# EXERCISE PROMPT
Only those lines running from the line that contains "Exercise. Mark the blonde" through the end of the material are to be written out, each exactly as shown.

[START DATASET RECORDS]

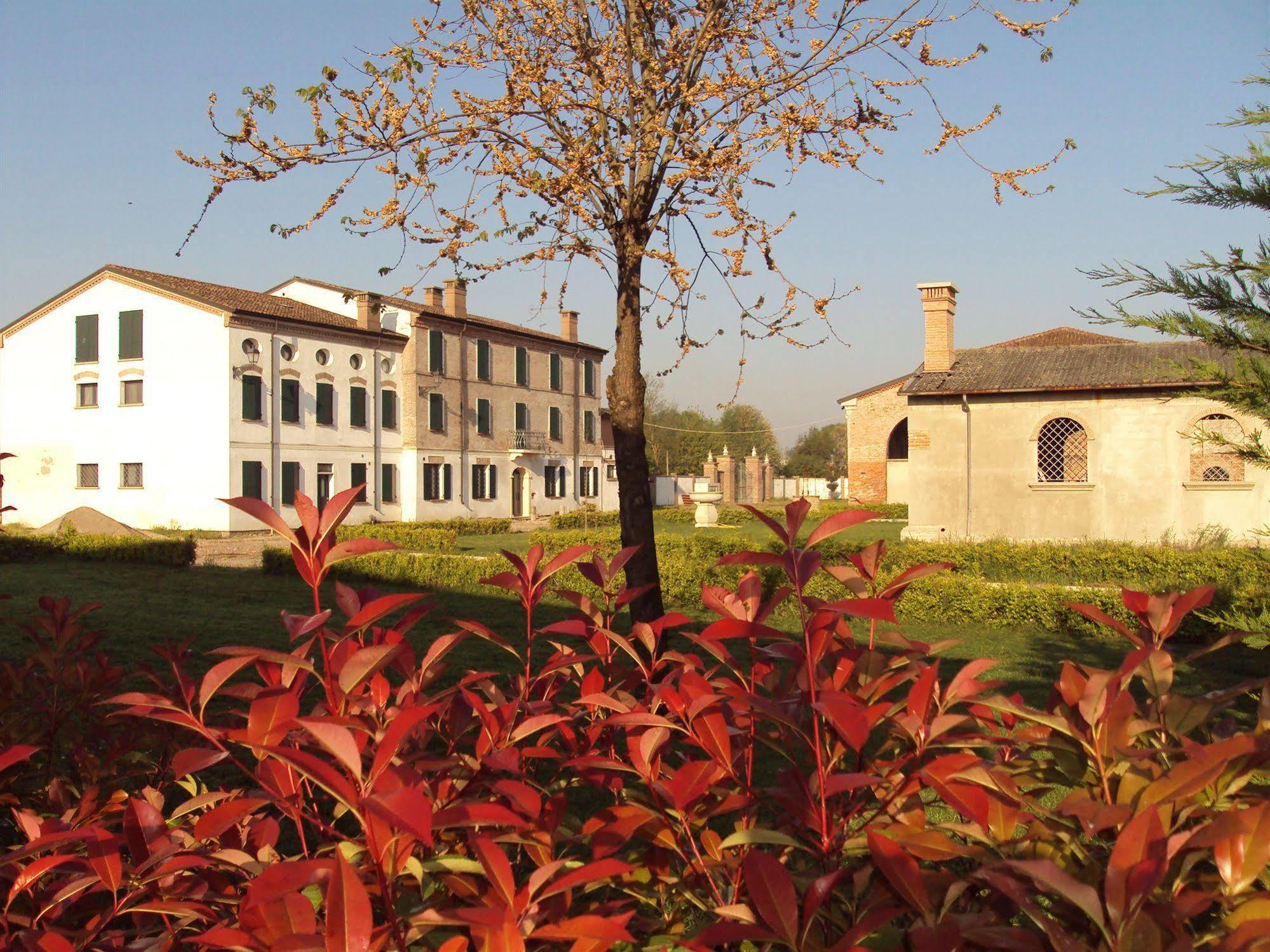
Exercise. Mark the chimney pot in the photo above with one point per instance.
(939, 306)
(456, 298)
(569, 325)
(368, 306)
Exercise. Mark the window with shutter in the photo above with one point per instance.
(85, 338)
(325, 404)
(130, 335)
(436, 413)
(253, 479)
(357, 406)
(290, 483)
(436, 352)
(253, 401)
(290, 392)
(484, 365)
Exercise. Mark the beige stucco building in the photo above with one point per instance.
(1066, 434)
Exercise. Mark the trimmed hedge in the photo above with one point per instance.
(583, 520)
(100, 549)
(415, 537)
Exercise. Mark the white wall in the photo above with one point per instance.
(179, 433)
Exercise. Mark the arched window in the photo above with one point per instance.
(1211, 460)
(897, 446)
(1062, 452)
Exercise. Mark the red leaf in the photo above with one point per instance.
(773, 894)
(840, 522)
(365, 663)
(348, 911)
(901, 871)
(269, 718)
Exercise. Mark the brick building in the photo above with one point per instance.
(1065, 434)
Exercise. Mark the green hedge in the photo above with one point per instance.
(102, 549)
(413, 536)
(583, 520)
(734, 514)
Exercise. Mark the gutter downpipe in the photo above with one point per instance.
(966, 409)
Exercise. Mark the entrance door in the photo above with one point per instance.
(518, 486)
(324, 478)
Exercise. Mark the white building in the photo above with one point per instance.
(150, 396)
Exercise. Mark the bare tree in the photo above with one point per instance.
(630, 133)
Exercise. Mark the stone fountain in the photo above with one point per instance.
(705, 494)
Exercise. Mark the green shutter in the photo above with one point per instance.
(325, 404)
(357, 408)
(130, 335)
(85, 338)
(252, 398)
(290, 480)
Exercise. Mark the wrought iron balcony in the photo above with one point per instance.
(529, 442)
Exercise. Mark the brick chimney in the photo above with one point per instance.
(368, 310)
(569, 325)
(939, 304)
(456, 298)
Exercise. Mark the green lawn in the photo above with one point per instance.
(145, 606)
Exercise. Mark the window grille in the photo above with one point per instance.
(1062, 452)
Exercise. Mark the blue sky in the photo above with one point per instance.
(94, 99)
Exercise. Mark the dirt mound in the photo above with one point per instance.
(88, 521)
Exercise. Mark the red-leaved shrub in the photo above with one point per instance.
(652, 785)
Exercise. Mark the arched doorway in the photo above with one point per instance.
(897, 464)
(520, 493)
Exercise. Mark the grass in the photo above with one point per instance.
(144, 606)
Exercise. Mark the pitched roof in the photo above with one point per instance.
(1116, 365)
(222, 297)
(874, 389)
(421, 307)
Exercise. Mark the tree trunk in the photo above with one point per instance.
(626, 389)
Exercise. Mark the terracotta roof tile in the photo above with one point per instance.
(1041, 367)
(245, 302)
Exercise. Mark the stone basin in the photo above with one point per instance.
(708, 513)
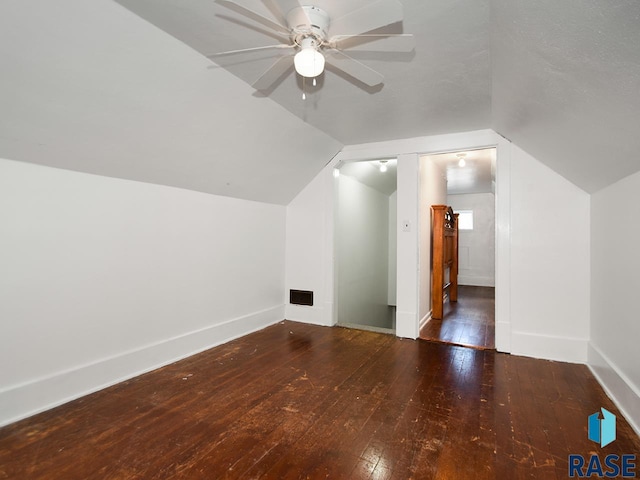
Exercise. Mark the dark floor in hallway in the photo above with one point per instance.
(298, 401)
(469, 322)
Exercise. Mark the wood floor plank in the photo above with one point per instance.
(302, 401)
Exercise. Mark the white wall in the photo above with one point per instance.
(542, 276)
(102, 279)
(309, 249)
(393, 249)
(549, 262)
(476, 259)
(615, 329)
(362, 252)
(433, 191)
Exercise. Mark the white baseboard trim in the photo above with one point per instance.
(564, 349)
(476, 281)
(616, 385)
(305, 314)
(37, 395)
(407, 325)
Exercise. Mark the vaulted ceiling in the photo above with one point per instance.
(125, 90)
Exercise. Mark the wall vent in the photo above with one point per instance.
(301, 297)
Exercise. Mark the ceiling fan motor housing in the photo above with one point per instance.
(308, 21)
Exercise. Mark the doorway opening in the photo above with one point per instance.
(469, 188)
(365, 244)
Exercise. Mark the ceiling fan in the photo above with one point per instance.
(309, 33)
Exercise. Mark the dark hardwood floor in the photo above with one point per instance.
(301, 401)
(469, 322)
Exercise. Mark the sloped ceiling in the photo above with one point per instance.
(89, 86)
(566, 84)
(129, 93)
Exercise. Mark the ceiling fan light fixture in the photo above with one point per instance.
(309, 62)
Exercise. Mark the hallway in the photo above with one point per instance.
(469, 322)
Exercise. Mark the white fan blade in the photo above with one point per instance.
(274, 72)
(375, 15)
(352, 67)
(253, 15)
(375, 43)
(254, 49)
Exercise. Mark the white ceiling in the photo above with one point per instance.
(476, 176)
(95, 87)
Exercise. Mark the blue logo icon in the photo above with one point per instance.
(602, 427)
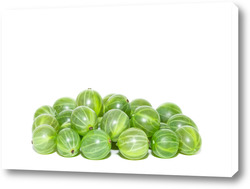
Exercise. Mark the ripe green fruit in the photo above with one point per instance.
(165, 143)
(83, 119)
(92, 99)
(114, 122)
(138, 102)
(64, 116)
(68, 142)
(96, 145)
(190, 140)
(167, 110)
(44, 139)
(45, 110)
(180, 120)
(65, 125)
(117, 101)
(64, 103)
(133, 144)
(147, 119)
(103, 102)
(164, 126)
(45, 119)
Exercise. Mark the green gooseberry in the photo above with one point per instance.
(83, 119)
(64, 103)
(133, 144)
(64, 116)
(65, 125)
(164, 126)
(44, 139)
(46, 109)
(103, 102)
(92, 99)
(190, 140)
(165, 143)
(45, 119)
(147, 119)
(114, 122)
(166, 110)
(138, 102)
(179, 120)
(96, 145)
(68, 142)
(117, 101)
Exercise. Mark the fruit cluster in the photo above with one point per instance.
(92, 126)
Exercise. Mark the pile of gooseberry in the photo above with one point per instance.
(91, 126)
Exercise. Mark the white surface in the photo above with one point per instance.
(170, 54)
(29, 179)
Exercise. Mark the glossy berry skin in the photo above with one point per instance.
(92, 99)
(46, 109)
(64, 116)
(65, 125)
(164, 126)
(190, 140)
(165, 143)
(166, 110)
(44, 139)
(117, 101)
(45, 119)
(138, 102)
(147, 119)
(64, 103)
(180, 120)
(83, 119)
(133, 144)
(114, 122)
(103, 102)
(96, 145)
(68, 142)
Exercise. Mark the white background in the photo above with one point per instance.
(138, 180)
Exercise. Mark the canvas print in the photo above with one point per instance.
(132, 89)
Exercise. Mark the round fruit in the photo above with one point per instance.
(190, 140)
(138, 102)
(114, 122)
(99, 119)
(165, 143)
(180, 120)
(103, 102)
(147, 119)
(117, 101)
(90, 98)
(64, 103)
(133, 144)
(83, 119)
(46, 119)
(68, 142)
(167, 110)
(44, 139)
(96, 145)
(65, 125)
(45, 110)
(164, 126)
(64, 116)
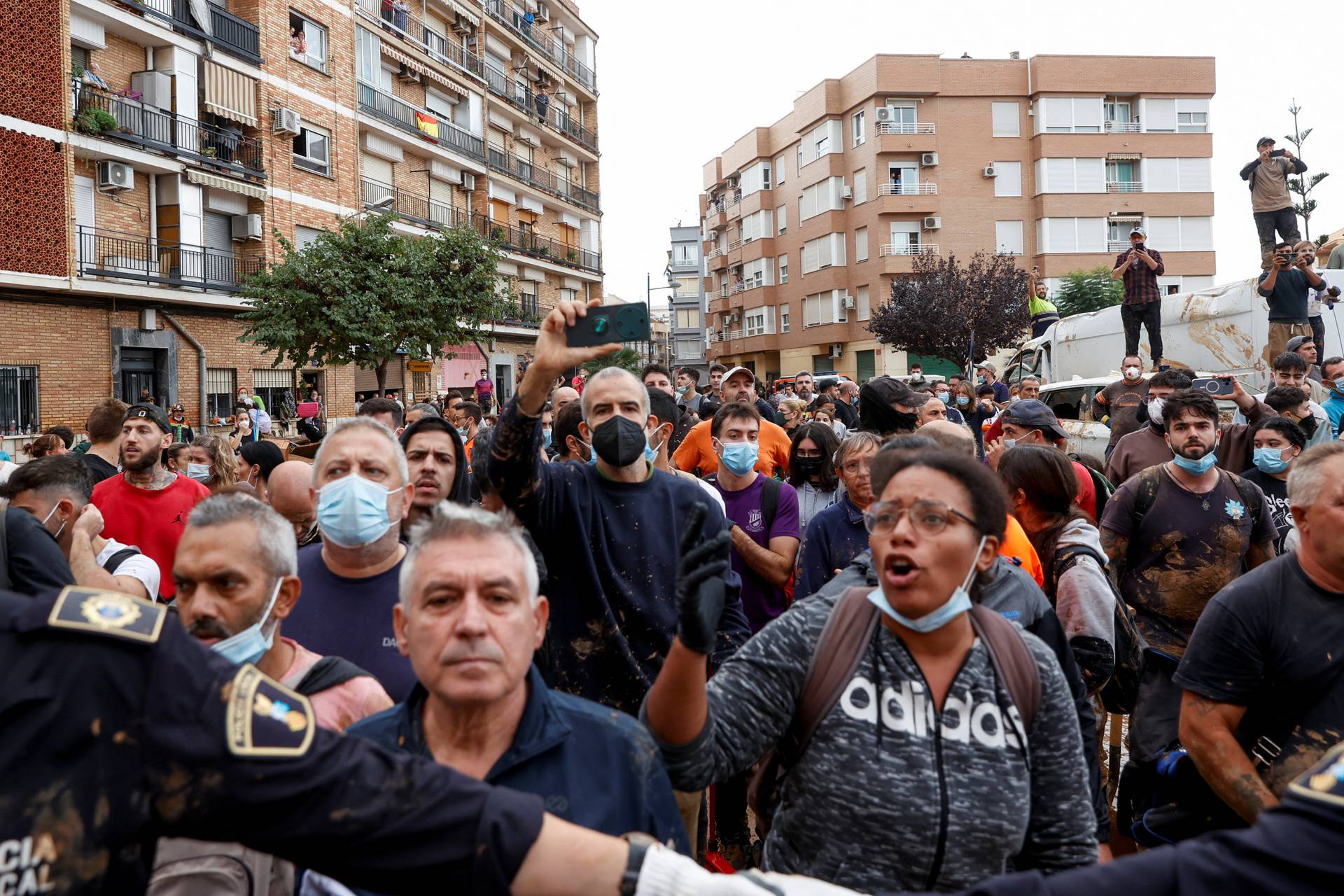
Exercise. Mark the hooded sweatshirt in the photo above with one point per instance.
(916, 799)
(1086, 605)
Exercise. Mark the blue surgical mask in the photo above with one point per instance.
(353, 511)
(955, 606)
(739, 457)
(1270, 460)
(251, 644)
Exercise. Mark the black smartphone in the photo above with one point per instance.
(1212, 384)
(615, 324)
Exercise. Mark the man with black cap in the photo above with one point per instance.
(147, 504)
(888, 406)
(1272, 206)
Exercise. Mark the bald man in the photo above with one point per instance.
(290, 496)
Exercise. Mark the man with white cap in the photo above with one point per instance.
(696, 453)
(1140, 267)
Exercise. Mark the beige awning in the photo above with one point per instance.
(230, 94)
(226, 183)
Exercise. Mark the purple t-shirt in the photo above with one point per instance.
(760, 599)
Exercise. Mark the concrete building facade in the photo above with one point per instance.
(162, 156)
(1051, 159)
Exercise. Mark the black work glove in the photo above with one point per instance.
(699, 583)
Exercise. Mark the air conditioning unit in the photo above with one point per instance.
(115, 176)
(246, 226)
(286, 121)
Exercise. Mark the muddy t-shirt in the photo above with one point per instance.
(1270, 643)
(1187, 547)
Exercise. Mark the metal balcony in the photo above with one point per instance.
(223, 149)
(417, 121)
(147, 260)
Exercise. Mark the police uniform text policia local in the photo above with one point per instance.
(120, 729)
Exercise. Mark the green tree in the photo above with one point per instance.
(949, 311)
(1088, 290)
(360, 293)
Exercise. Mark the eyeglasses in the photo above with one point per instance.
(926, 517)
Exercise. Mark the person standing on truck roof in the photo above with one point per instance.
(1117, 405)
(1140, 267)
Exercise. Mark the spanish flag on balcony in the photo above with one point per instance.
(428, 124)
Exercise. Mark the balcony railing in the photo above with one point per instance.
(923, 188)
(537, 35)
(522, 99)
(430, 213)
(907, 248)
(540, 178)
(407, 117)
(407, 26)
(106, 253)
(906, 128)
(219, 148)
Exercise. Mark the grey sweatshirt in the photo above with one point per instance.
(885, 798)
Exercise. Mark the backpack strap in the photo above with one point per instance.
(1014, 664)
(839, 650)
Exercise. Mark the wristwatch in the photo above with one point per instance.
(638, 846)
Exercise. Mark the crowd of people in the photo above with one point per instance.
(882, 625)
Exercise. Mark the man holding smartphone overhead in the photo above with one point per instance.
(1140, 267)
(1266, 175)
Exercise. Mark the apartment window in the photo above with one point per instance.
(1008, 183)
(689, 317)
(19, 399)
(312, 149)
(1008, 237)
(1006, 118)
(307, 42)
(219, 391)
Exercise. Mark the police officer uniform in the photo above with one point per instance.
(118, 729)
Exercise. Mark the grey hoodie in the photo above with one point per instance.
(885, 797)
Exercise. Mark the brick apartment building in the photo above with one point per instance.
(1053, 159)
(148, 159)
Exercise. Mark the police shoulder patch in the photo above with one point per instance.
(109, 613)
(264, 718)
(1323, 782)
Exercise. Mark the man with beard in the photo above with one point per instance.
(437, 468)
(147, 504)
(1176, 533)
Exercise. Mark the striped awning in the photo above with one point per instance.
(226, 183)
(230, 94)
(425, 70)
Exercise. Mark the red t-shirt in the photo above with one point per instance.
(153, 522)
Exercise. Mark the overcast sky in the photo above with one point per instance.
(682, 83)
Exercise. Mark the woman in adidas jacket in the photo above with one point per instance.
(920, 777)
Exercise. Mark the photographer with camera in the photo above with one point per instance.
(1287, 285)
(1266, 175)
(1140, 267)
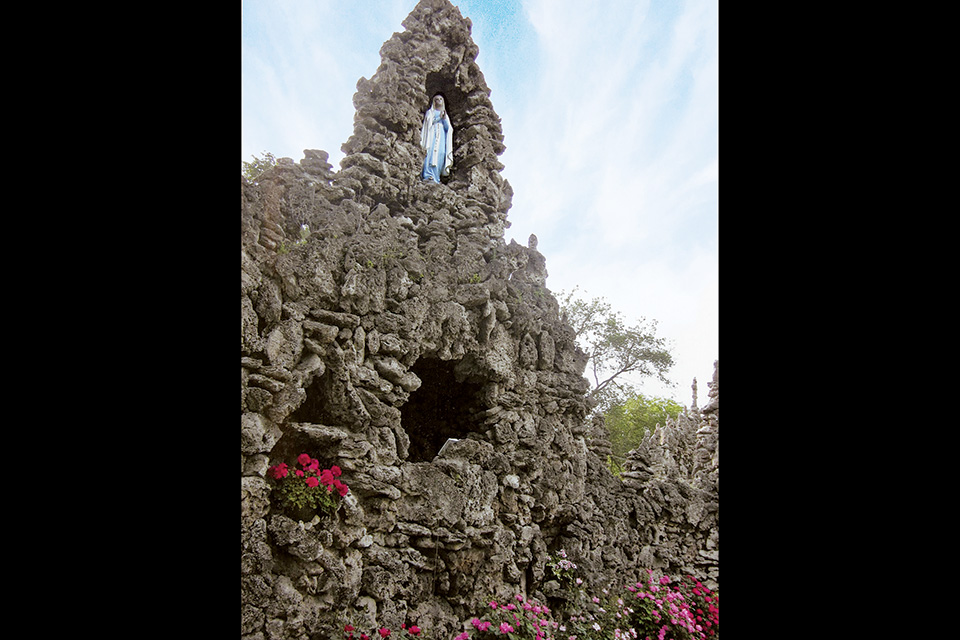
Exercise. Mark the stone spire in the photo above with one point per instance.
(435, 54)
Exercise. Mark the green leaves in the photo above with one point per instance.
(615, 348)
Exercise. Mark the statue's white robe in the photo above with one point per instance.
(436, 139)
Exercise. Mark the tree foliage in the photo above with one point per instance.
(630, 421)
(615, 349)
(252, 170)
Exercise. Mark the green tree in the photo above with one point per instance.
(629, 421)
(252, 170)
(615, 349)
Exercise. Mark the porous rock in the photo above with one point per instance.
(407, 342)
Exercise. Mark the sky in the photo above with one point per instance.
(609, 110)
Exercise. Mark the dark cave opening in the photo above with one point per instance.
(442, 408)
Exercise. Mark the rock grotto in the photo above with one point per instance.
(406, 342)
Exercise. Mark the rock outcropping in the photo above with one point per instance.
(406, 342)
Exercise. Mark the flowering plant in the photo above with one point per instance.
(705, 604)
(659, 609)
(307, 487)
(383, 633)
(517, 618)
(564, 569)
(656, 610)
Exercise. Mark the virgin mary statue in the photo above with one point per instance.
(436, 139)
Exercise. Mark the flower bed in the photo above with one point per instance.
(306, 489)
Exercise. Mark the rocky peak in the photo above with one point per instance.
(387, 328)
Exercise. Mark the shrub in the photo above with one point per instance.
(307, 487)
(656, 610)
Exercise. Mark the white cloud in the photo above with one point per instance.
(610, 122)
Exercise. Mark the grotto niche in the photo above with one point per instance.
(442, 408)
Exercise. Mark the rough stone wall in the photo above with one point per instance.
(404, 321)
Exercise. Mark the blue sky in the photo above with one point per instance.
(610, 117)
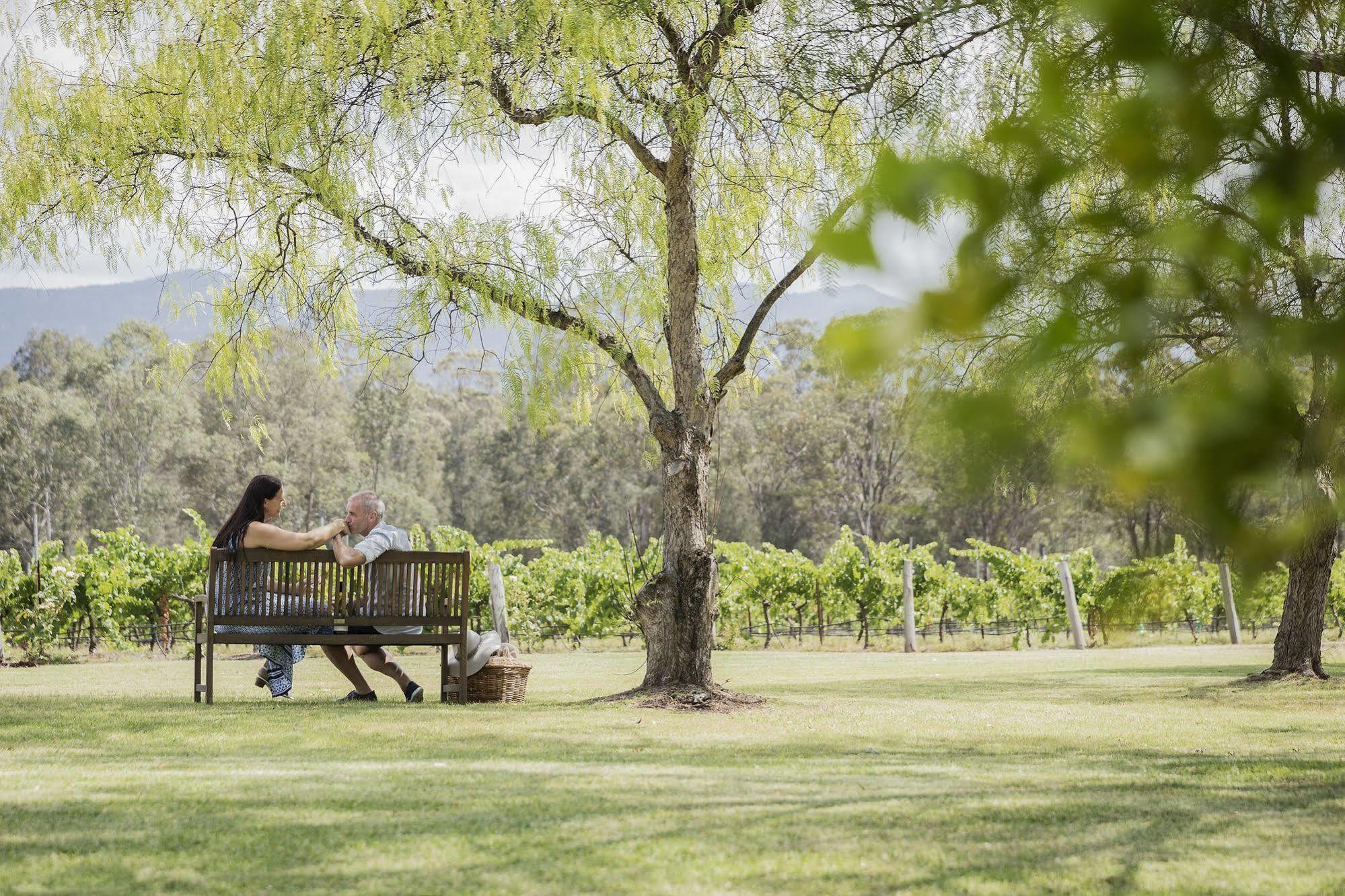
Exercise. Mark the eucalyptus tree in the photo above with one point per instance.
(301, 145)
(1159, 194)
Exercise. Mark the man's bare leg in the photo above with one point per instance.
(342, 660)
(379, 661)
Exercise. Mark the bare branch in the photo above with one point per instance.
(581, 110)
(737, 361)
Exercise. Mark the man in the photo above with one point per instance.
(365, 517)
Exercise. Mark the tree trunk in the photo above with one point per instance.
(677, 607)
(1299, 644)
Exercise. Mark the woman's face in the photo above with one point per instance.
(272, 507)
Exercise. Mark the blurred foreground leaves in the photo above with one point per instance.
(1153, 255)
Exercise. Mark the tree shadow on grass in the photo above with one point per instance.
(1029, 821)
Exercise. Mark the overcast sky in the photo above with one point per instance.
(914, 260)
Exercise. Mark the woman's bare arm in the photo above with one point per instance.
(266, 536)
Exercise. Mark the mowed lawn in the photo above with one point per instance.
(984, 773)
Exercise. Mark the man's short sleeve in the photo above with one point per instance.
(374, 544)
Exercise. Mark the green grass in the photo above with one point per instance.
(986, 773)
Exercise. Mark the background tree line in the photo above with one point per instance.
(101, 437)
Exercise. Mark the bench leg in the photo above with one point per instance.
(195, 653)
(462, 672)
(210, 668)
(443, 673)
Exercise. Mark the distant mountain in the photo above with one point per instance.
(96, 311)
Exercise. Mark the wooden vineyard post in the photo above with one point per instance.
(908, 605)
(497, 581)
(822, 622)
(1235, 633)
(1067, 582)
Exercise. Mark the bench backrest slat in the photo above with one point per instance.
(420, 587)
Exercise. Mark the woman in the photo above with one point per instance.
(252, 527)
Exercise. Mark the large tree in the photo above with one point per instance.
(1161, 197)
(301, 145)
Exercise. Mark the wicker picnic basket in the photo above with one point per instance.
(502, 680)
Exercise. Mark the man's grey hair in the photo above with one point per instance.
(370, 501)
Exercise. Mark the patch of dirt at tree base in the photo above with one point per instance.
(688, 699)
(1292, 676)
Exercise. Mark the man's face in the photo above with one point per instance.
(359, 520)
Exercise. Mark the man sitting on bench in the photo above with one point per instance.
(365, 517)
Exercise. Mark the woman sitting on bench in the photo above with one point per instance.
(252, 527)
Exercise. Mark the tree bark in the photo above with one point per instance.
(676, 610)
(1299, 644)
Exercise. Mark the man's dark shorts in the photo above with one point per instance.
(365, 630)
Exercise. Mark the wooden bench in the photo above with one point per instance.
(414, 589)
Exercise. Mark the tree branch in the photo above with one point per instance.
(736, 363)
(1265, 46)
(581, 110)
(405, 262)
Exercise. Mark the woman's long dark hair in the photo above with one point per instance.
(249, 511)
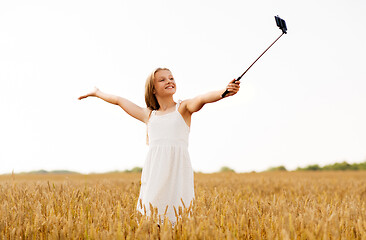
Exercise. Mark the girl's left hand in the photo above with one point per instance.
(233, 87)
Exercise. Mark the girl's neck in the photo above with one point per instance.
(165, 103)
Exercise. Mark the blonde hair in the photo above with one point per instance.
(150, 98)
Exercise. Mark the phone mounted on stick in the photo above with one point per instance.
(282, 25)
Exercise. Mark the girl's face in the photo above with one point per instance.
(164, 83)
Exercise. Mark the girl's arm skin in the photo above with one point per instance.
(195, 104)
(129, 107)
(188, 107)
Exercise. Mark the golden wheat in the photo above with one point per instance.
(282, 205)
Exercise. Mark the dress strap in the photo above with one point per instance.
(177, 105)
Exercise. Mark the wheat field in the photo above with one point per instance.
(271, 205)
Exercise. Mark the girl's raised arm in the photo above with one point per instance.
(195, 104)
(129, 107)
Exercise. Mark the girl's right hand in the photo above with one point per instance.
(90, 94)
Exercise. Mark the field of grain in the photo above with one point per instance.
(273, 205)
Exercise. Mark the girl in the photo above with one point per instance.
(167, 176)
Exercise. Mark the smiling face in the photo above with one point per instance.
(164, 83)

[END DATASET RECORDS]

# EXERCISE SOLUTION
Exercise. Mark the blonde hair in the photo above with one point per instance.
(150, 98)
Exercise. Mark the phone mounted on stick in the photo above with one point per instance.
(282, 25)
Exercise. Mark the girl's face in the photo above with one point per instance.
(164, 83)
Exercise. Mark the girl's arm skin in the photo above with one point per instance.
(195, 104)
(129, 107)
(188, 107)
Exercise. Mark the golden wheat in the photo above with one point per instance.
(282, 205)
Exercise. Mark the dress strap in the photo above with one point per instance.
(177, 105)
Exercise. Mark the wheat field in the photo above with one point per instance.
(271, 205)
Exercise. Mark the girl's raised arm in the photo above with one point per instance.
(195, 104)
(129, 107)
Exercise. Mark the girl's right hand in the photo above with one point per instance.
(90, 94)
Exercise. Mark the field of grain in the photo above with one point per instance.
(273, 205)
Exercise. Mark the girl in the photo above with one point per instance.
(167, 176)
Exercise. Mark the smiling face in the photo above with one point per instance.
(164, 83)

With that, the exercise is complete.